Collected data entries:
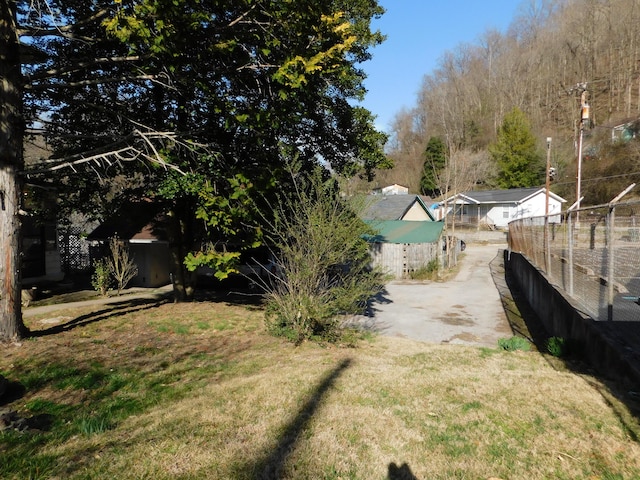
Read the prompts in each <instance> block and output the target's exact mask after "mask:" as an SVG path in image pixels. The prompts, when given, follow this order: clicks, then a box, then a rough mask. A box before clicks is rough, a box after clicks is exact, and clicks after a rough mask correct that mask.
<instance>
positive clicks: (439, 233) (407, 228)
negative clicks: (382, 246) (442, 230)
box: [365, 220, 444, 243]
mask: <svg viewBox="0 0 640 480" xmlns="http://www.w3.org/2000/svg"><path fill="white" fill-rule="evenodd" d="M366 222H367V224H368V225H370V226H371V227H372V228H373V229H374V230H375V231H376V232H377V234H376V235H367V236H366V237H365V238H366V239H367V241H368V242H371V243H434V242H437V241H438V239H439V238H440V235H441V234H442V229H443V228H444V223H443V222H412V221H405V220H367V221H366Z"/></svg>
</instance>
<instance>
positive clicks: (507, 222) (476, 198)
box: [439, 187, 566, 228]
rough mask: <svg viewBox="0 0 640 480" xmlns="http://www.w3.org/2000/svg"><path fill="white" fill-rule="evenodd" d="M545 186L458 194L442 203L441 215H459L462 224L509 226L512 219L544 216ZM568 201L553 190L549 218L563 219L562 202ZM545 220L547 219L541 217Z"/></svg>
mask: <svg viewBox="0 0 640 480" xmlns="http://www.w3.org/2000/svg"><path fill="white" fill-rule="evenodd" d="M546 201H547V195H546V189H545V188H539V187H535V188H513V189H509V190H478V191H471V192H464V193H458V194H456V195H453V196H451V197H449V198H448V199H447V200H446V202H445V201H442V202H440V203H439V206H440V212H441V215H444V209H445V204H446V214H447V215H448V216H449V215H454V214H455V216H456V221H457V222H459V223H467V224H474V225H478V226H480V225H487V226H489V227H490V228H506V227H507V225H508V224H509V222H511V221H512V220H518V219H521V218H531V217H544V215H545V208H546ZM565 202H566V200H565V199H564V198H562V197H560V196H558V195H556V194H555V193H553V192H549V215H550V218H549V221H550V222H552V223H559V222H560V214H561V212H562V204H563V203H565ZM541 221H543V220H541Z"/></svg>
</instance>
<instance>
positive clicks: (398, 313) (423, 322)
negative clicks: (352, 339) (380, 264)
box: [354, 244, 512, 346]
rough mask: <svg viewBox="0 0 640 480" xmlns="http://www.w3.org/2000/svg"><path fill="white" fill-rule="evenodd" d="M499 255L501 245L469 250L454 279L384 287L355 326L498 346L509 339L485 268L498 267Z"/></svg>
mask: <svg viewBox="0 0 640 480" xmlns="http://www.w3.org/2000/svg"><path fill="white" fill-rule="evenodd" d="M502 251H503V247H502V246H500V245H475V244H468V245H467V248H466V250H465V252H464V255H463V256H462V257H461V259H460V261H459V266H460V269H459V271H458V274H457V275H456V277H455V278H453V279H450V280H449V281H447V282H431V281H413V280H408V281H405V280H398V281H393V282H391V283H388V284H387V285H386V290H385V291H384V292H382V293H381V294H380V295H379V296H378V297H377V298H376V299H375V300H374V301H373V302H372V303H371V305H370V309H369V312H368V314H367V315H363V316H357V317H356V318H355V319H354V322H355V323H357V324H359V325H361V326H364V327H366V328H369V329H371V330H374V331H377V332H379V333H380V334H382V335H390V336H400V337H407V338H411V339H413V340H419V341H424V342H432V343H452V344H462V345H477V346H496V345H497V341H498V339H499V338H504V337H510V336H511V335H512V333H511V329H510V328H509V324H508V322H507V317H506V315H505V312H504V309H503V306H502V302H501V299H500V294H499V292H498V289H497V287H496V285H495V283H494V279H493V277H492V274H491V269H490V266H489V265H490V263H491V264H492V265H494V266H498V267H499V266H500V265H502V263H503V262H502Z"/></svg>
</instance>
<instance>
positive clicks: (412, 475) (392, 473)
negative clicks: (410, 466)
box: [387, 462, 418, 480]
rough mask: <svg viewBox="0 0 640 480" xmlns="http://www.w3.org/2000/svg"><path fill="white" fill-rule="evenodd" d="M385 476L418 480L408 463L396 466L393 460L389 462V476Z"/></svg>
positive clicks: (404, 478)
mask: <svg viewBox="0 0 640 480" xmlns="http://www.w3.org/2000/svg"><path fill="white" fill-rule="evenodd" d="M387 478H388V480H418V477H416V476H415V475H414V474H413V472H412V471H411V468H409V465H407V464H406V463H403V464H402V465H400V466H398V465H396V464H395V463H393V462H392V463H390V464H389V476H388V477H387Z"/></svg>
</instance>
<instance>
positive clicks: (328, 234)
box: [265, 170, 383, 343]
mask: <svg viewBox="0 0 640 480" xmlns="http://www.w3.org/2000/svg"><path fill="white" fill-rule="evenodd" d="M322 173H323V172H322V171H320V170H317V171H314V172H312V173H311V174H309V175H306V176H305V175H303V174H302V173H299V174H298V175H295V176H293V178H295V181H294V186H293V187H291V188H288V189H285V188H283V189H282V191H283V192H291V196H286V195H283V196H281V198H280V201H279V204H278V205H277V207H276V208H275V210H274V219H273V221H272V222H271V225H270V228H269V232H268V234H267V237H268V239H269V241H270V243H271V244H272V245H273V246H274V247H275V248H274V250H275V252H276V253H275V259H274V264H275V270H276V271H277V272H278V274H277V275H275V276H274V277H273V278H271V279H270V282H269V283H268V285H265V289H266V293H265V297H266V301H267V308H266V313H265V320H266V325H267V328H268V330H269V331H270V332H271V333H272V334H275V335H279V336H284V337H285V338H287V339H289V340H291V341H293V342H295V343H300V342H302V341H304V340H312V341H320V342H323V341H324V342H342V337H343V329H342V328H341V324H342V317H343V315H348V314H355V313H360V312H362V311H363V310H364V308H365V307H366V304H367V300H368V299H369V298H371V297H372V296H374V295H375V294H376V293H378V292H379V291H380V290H381V288H382V284H383V278H382V274H381V273H380V272H379V271H377V270H372V269H371V268H370V262H371V257H370V255H369V245H368V243H367V242H366V240H364V238H363V237H364V235H365V234H367V233H370V230H369V228H368V227H367V225H366V224H365V223H364V222H363V221H362V220H361V219H360V217H359V216H358V214H357V211H358V208H361V207H359V206H358V205H357V203H356V201H355V200H354V199H351V198H345V197H342V196H341V195H340V192H339V189H338V185H337V184H336V182H335V180H333V179H328V180H325V179H323V178H322Z"/></svg>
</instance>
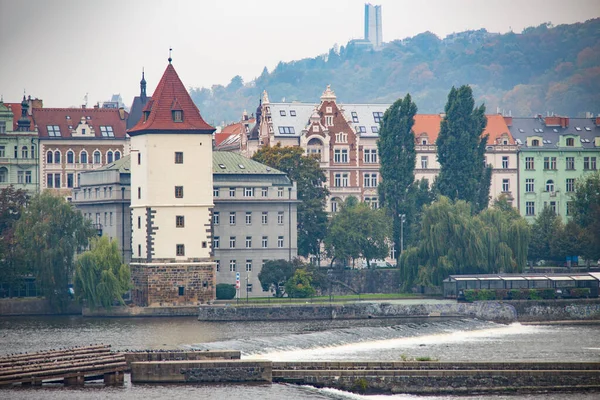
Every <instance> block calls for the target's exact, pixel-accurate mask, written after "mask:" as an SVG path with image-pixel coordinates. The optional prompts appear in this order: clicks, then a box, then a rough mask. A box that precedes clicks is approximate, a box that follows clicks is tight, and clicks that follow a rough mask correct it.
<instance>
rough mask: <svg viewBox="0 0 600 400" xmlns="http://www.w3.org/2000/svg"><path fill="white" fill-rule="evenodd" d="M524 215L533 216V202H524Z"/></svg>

TASK BRIEF » Print the data word for word, starting at the beginning and going on through the line with "positive clicks: (439, 233) (407, 228)", including that line. Leave the pictures out of your answer.

WRITTEN ANSWER »
Read the prompts in each <instance> block and output the target's exact mask after "mask:" as an SVG path in image pixels. The prompts, when given, follow this order: clicks, then a box, then a rough mask. A box before clicks is rough, a box after clicks is exact, and clicks after a rough mask correct that mask.
<instance>
positive clicks: (439, 233) (407, 228)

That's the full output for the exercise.